(Objective)
Copy the listing below word for word, keeping every line.

(Data provided)
+ + + + + + +

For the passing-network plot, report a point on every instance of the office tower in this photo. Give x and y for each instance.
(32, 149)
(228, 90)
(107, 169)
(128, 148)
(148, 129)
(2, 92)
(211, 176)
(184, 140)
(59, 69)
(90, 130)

+ + + + + + +

(Exercise result)
For the passing-network plot, report a point on every instance of the office tower in this photo. Give x and y for each instance.
(32, 149)
(228, 90)
(107, 169)
(128, 148)
(148, 129)
(2, 92)
(211, 176)
(184, 140)
(59, 69)
(90, 130)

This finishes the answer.